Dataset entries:
☆ ☆ ☆ ☆

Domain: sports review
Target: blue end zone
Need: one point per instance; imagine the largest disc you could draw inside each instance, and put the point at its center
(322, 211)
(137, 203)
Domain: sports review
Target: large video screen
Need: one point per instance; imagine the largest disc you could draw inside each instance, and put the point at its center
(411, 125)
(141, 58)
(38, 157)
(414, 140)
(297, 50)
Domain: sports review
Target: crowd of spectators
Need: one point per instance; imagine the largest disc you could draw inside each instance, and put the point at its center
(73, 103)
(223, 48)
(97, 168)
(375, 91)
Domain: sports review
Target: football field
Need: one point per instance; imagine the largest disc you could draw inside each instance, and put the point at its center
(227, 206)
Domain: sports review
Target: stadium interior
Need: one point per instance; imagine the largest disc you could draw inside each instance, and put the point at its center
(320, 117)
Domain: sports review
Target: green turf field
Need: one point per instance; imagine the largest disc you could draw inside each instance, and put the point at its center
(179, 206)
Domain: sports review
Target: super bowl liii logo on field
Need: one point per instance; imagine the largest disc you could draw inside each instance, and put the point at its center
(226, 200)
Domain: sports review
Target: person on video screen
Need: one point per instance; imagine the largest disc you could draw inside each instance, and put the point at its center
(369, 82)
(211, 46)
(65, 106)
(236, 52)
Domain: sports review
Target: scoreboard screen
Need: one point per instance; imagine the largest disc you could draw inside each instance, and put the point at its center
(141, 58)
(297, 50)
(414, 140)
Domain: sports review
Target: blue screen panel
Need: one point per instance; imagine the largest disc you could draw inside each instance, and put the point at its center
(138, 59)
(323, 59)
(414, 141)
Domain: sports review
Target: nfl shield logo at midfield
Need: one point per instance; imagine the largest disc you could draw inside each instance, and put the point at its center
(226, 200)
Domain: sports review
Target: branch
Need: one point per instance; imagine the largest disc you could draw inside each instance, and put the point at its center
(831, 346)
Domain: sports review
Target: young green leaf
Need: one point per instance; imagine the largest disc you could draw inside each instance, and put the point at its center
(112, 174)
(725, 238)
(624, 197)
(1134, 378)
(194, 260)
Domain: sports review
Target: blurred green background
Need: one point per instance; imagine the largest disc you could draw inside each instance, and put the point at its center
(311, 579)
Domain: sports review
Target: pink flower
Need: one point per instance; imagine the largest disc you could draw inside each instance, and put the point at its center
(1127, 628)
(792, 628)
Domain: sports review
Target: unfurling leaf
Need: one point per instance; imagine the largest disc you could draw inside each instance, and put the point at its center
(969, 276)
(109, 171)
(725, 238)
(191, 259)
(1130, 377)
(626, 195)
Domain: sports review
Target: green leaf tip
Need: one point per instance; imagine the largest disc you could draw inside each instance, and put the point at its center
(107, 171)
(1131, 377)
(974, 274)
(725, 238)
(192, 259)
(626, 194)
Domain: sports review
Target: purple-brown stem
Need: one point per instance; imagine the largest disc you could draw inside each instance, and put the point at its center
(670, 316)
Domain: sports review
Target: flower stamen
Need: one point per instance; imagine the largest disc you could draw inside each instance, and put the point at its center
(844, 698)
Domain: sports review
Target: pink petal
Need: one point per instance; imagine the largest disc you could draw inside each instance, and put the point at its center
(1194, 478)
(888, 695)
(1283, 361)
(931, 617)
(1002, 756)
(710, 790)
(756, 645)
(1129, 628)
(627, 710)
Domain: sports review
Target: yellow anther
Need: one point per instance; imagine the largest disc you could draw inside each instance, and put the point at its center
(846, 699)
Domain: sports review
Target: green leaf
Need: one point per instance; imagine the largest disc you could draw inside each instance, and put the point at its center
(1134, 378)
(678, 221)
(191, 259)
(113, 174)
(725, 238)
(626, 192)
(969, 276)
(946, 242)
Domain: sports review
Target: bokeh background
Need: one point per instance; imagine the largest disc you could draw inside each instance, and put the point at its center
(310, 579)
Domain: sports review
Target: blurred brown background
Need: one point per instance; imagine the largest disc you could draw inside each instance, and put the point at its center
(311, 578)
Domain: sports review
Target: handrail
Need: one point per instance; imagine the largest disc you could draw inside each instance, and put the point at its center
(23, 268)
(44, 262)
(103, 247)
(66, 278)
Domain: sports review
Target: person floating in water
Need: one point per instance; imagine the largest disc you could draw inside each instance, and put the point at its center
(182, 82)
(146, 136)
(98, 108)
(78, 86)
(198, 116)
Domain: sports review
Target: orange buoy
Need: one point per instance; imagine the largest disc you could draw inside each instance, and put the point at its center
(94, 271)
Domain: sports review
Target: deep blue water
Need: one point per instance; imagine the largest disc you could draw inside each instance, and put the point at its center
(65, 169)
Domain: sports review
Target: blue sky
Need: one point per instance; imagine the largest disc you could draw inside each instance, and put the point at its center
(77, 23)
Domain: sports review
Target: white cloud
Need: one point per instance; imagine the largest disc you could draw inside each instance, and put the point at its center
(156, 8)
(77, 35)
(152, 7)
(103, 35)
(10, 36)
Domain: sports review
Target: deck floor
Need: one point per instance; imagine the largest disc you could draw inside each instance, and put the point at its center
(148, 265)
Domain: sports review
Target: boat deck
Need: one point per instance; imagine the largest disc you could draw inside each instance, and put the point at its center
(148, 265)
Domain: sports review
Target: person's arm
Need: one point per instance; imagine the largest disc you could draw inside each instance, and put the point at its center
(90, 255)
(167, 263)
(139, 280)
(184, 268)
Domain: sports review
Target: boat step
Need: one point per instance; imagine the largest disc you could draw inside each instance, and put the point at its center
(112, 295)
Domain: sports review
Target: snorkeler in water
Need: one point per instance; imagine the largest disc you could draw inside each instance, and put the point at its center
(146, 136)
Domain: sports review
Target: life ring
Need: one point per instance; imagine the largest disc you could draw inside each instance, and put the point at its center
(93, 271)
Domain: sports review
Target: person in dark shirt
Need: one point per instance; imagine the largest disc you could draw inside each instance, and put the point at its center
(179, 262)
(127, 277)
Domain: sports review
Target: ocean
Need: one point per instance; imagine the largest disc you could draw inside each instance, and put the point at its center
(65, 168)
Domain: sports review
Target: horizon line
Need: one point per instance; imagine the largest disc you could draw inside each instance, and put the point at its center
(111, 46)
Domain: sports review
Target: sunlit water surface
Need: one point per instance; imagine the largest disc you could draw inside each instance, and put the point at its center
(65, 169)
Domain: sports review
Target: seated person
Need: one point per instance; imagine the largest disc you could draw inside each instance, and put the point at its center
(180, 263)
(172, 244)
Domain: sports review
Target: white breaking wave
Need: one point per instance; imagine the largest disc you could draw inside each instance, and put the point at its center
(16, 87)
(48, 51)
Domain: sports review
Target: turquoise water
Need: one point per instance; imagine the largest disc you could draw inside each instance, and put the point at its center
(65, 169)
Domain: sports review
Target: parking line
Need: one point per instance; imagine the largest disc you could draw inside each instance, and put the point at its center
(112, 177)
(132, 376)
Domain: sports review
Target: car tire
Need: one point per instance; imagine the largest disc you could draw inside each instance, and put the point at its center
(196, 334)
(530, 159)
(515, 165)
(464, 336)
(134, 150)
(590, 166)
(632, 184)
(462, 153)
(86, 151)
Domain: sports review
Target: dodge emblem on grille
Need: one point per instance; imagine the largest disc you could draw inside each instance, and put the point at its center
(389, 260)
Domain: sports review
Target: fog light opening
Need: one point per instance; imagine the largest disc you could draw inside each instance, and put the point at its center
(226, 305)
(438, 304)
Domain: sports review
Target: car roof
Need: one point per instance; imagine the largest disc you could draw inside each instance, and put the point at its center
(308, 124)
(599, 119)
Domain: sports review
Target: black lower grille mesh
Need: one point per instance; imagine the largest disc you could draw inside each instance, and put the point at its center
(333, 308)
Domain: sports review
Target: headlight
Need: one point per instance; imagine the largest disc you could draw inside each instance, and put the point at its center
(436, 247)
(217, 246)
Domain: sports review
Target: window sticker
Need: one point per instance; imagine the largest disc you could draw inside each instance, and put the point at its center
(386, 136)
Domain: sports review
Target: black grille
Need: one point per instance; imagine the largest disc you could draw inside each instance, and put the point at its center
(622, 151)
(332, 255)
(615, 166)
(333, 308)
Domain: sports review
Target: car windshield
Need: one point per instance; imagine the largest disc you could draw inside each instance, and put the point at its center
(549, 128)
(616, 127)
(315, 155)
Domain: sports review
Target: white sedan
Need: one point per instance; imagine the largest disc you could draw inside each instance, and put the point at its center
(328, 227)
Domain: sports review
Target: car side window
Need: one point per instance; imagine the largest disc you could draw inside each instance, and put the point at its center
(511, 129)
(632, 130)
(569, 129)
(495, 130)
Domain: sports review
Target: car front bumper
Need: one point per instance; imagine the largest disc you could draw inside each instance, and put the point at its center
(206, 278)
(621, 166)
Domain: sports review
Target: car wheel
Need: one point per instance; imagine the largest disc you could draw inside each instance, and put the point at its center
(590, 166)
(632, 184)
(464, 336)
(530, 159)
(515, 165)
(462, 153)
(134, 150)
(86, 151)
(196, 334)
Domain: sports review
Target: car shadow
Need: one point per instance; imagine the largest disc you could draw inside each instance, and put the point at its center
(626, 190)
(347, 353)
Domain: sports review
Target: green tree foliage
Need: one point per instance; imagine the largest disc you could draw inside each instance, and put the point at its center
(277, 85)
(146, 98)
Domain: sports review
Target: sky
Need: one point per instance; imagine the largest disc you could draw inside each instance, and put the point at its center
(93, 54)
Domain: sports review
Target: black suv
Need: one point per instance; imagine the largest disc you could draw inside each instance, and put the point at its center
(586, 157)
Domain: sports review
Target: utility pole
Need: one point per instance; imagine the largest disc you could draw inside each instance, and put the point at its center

☆ ☆ ☆ ☆

§ GIVEN REQUEST: Collect every line of the records above that contains the word "leaf".

§ TASK RESPONSE:
Target: young green leaf
Target: unfurling leaf
Target: green leaf tip
Target: green leaf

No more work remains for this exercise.